[Assignment] In the data, find each line where the word "below" appears and list that line.

[[ Data in this exercise open ]]

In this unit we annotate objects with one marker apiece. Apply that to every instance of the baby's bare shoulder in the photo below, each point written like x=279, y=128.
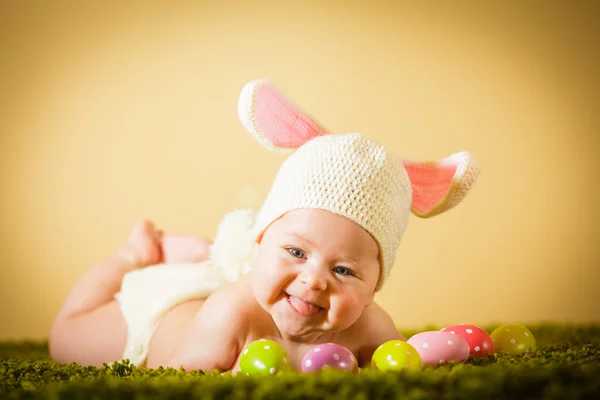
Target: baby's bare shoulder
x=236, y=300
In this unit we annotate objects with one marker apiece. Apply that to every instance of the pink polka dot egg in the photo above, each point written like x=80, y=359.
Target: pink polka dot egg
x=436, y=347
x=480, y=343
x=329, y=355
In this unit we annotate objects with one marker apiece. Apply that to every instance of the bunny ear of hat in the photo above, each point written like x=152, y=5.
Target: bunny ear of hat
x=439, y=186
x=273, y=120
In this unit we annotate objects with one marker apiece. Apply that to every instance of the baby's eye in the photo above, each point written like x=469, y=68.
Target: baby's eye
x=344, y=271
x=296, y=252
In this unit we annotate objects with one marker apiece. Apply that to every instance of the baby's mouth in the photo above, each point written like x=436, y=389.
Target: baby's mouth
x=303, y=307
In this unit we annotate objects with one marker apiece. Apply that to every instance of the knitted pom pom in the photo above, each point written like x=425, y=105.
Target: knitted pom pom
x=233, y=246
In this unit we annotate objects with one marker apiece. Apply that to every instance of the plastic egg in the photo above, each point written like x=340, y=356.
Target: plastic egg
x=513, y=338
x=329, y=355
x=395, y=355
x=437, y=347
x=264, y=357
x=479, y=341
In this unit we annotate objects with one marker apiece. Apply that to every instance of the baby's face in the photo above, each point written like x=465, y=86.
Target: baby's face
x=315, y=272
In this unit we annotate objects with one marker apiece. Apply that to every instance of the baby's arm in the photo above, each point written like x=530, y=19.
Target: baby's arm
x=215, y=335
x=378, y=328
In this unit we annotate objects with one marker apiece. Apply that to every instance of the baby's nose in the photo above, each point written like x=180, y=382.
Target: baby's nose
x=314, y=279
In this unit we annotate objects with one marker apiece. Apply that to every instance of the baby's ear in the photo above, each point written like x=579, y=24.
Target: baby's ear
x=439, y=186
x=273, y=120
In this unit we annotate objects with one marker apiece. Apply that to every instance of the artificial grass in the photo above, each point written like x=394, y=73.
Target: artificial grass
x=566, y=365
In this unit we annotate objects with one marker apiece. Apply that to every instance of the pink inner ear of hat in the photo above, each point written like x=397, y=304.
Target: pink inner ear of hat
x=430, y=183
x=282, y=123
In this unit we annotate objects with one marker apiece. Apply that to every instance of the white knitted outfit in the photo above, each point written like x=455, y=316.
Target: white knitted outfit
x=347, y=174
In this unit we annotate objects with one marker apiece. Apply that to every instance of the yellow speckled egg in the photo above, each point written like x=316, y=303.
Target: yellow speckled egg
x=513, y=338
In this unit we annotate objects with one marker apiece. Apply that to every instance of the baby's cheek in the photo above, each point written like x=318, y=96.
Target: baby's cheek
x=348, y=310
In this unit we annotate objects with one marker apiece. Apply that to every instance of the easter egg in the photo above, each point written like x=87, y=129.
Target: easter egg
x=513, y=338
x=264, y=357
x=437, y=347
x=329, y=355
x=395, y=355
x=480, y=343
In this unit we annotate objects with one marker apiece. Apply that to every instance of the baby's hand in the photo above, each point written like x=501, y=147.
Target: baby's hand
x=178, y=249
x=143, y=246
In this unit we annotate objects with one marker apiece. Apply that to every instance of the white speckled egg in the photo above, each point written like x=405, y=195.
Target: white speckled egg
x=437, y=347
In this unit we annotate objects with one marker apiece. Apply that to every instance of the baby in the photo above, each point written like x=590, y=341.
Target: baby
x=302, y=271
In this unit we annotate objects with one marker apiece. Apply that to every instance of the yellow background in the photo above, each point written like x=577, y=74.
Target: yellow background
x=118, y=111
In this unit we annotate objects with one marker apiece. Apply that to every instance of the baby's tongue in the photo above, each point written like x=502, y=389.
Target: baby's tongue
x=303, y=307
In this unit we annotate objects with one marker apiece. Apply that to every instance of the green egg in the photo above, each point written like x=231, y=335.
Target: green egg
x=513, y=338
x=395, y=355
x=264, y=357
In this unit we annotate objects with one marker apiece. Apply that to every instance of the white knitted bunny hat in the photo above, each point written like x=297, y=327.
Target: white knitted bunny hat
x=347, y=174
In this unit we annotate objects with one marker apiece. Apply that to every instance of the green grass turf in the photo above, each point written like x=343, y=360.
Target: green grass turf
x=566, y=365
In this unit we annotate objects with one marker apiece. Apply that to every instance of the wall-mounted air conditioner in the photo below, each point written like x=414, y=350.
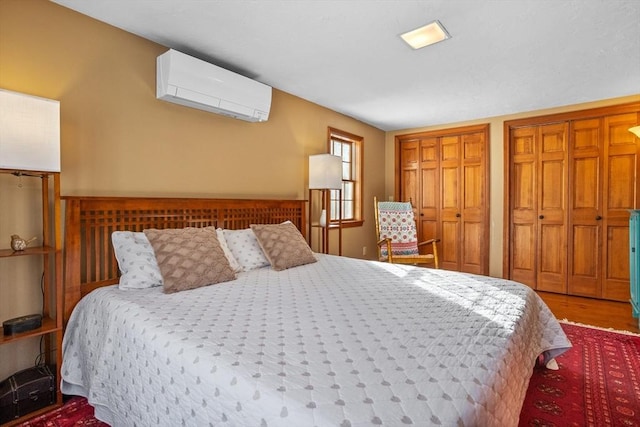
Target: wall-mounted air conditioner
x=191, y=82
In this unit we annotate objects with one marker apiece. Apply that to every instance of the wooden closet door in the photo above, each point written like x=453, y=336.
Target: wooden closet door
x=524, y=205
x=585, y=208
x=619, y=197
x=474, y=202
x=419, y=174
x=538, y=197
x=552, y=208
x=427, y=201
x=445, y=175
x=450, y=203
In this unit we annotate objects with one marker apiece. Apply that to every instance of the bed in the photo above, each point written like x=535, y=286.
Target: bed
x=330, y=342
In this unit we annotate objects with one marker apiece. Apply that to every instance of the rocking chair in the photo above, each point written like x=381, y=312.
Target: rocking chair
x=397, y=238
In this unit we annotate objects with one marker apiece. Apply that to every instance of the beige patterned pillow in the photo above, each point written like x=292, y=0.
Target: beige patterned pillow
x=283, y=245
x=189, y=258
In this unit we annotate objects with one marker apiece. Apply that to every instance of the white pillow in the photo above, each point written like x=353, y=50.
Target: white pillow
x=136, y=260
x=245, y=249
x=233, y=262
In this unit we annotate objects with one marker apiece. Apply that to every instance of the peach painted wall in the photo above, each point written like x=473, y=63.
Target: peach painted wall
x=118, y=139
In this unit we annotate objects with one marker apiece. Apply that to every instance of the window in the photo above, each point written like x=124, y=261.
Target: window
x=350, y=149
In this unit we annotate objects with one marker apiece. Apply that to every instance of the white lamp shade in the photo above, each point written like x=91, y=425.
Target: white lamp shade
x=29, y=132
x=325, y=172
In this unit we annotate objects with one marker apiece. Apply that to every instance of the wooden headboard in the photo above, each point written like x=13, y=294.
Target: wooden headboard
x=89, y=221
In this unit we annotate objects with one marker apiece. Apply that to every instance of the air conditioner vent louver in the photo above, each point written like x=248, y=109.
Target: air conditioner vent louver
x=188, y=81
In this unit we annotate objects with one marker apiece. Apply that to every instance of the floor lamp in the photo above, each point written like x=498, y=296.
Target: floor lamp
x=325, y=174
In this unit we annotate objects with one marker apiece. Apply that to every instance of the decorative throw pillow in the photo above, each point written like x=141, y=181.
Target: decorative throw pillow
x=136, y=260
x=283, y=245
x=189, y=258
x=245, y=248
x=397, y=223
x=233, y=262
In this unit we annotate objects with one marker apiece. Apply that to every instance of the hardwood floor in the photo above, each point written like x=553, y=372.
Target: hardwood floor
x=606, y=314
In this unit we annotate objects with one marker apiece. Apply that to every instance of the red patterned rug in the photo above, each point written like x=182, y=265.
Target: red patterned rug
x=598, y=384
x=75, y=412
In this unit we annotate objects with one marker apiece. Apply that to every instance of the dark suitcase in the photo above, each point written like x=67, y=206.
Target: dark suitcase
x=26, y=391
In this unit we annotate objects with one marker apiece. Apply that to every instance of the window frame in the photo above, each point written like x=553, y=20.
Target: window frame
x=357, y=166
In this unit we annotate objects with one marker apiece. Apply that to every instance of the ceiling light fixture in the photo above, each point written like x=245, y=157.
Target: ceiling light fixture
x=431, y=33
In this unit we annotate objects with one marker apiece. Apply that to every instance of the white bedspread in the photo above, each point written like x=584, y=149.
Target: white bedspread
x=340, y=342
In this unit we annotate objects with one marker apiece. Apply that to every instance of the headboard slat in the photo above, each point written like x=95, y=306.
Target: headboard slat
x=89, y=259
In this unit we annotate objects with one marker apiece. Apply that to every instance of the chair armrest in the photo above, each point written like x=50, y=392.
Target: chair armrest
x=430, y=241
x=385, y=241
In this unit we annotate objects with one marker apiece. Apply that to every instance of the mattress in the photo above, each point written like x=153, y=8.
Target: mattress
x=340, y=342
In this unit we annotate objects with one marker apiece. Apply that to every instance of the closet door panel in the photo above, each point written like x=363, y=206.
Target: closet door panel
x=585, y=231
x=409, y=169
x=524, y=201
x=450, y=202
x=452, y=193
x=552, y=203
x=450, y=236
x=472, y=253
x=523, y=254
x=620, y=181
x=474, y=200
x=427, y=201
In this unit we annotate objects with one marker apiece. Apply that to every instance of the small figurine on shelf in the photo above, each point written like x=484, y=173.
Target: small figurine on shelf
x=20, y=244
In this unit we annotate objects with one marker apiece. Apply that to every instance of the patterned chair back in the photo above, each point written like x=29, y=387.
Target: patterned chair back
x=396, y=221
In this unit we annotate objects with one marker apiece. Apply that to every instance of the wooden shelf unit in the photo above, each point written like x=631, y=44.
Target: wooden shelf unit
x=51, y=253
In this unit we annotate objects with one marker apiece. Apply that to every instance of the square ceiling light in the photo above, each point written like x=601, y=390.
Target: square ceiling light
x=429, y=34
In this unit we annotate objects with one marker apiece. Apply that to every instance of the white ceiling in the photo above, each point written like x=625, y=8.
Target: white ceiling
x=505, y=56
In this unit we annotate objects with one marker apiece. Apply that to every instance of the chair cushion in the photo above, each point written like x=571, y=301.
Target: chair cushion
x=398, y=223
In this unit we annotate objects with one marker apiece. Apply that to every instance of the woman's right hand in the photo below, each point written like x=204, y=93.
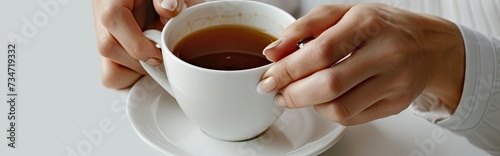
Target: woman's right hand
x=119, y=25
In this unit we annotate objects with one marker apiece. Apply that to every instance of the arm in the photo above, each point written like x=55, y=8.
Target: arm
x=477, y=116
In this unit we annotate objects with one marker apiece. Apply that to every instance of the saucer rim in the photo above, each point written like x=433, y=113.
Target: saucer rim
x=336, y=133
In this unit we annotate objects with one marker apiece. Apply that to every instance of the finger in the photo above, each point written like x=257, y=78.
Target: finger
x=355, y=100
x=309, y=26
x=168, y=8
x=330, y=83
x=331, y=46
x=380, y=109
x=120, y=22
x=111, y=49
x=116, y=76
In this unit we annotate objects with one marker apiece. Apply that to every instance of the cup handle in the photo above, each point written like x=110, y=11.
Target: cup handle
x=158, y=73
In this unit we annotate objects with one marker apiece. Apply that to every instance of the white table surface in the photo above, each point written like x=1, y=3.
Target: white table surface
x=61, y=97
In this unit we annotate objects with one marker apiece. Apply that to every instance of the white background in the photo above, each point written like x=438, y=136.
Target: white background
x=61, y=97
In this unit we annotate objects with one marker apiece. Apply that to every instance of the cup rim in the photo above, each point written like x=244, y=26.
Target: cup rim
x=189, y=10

[[ Data in this exercise closed ]]

[Answer to this exercise]
In this unit we annotate objects with one marker apiece. Apply that to every instance of the baby's bare shoulder in the photo below, each point written like x=279, y=128.
In this unit we annotate objects with one marker apiece. Apply that to every instance of the wall-mounted air conditioner in the photo below, each point written like x=414, y=350.
In this unit we annotate objects with one marker apiece. Apply that to every instance of the woman's right hand in the photo below, each point written like x=204, y=93.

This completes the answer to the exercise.